### Textauszug:

════════════════════

Kurze Frage: Worin besteht der Unterschied zwischen 

- "Ich benutze ein eigens dafür gekauftes PC Lautsprecher System."

und 

- "Ich benutze das PC Lautsprecher System und bin damit zufrieden." ?

Heißt das, wenn ich ein PC Lautsprecher System habe, das ich nur am PC nutze und damit zufrieden bin, 
dann muss ich beides ankreuzen und wenn ich nicht damit zufrieden bin, dann nur den ersten Punkt ?


----------



## Spiff (17. März 2012)

*AW: Was bentutz ihr zur Ton Wiedergabe an eurem PC?*

Logitech Z5500 (Toslink) und ein Sennheiser PC 161 (3.5mm Klinke) an einer Creativ X-Fi Titanium


----------



## SchwarzerQuader (17. März 2012)

*AW: Was bentutz ihr zur Ton Wiedergabe an eurem PC?*

[:O] Ich benutze ein eigens dafür gekauftes PC Lautsprecher System.

Eine echte Anlage habe ich nie besessen. Vom ersten eigenen PC von vor 9 Jahren bis vor wenigen Monaten hatte ich dann ein einfaches Creative 2.1-Set an einer Audigy 2 ZS, später Xonar DS genutzt. Kurzzeitig wurde dann ein Teufel B 200 USB (oder so) eingesetzt. Seit wenigen Monaten ist es nun eine Creative X-Fi HD USB, die zwei Yamaha HS 50M bedient. Dieses Upgrade wurde speziell fürs Musikhören durchgeführt. Zum Zocken gibts dann noch das Sennheiser PC 161-Headset, das ich günstig von einem Kumpel erhielt und das hauptsächlich zur Kommunikation eingesetzt wird und keine hohen Ansprüche an den Klang erfüllen muss (klingt eh nicht schön, wenn die Einheiten in SCII sterben  ).

════════════════════

[Gespeicherte Dateneinträge]
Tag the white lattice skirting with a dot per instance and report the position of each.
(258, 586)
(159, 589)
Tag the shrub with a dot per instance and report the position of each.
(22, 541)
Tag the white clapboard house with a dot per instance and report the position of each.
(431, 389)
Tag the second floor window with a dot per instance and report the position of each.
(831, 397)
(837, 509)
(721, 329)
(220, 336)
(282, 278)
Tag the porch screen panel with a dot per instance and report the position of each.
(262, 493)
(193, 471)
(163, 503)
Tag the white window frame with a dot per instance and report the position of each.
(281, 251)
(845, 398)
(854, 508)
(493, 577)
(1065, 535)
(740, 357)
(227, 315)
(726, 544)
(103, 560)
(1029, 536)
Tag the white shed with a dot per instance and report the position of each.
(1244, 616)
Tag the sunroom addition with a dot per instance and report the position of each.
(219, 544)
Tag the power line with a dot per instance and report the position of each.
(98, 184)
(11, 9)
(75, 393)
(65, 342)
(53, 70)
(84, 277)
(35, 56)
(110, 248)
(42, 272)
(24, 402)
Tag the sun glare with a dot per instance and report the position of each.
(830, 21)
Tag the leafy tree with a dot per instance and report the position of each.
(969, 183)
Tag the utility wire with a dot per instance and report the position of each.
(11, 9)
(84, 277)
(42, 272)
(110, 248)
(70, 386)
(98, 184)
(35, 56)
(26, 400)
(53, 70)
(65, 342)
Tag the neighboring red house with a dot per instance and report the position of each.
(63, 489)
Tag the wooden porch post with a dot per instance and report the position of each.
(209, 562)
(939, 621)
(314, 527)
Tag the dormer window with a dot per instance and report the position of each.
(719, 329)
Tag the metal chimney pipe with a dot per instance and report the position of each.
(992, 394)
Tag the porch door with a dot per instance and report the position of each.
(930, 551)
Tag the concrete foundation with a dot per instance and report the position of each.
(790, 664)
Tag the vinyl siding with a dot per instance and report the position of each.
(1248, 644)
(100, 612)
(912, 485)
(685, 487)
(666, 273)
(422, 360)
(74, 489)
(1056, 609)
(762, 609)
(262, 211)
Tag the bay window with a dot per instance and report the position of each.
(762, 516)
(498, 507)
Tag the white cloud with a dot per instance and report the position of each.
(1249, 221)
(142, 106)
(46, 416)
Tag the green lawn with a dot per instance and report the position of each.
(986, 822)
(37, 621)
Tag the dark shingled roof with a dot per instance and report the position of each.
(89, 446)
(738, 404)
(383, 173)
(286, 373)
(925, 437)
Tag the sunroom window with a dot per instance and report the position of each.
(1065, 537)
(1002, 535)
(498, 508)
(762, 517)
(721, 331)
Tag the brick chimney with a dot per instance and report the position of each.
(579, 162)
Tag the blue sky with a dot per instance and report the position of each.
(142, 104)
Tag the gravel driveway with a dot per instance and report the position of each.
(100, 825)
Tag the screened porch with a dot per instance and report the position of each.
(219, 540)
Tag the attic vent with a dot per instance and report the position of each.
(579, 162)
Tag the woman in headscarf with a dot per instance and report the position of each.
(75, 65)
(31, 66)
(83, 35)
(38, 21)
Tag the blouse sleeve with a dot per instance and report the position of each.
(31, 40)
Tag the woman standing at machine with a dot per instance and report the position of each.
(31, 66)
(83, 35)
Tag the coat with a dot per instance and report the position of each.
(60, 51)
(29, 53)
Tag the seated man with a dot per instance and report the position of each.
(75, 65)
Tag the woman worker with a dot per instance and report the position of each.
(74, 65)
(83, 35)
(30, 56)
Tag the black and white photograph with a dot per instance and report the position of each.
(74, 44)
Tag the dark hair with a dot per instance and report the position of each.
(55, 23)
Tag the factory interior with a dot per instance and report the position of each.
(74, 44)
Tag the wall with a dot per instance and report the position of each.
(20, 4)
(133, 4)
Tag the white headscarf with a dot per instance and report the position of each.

════════════════════

### Aufgabenstellung 1:
Welches Gerät bedient laut dem Textauszug seit wenigen Monaten die zwei Yamaha HS 50M?
### Aufgabenstellung 2:
Zähle alle Herstellernamen auf, die im Textauszug genannt werden.
### Aufgabenstellung 3:
Gib aus dem Textauszug den Abschnitt von „Heißt das, wenn“ bis „ersten Punkt ?“ wortgetreu wieder.

### Antwort 1:
Eine Creative X-Fi HD USB.

### Antwort 2:
Logitech, Sennheiser, Creative, Teufel, Yamaha

### Antwort 3:
Heißt das, wenn ich ein PC Lautsprecher System habe, das ich nur am PC nutze und damit zufrieden bin, 
dann muss ich beides ankreuzen und wenn ich nicht damit zufrieden bin, dann nur den ersten Punkt ?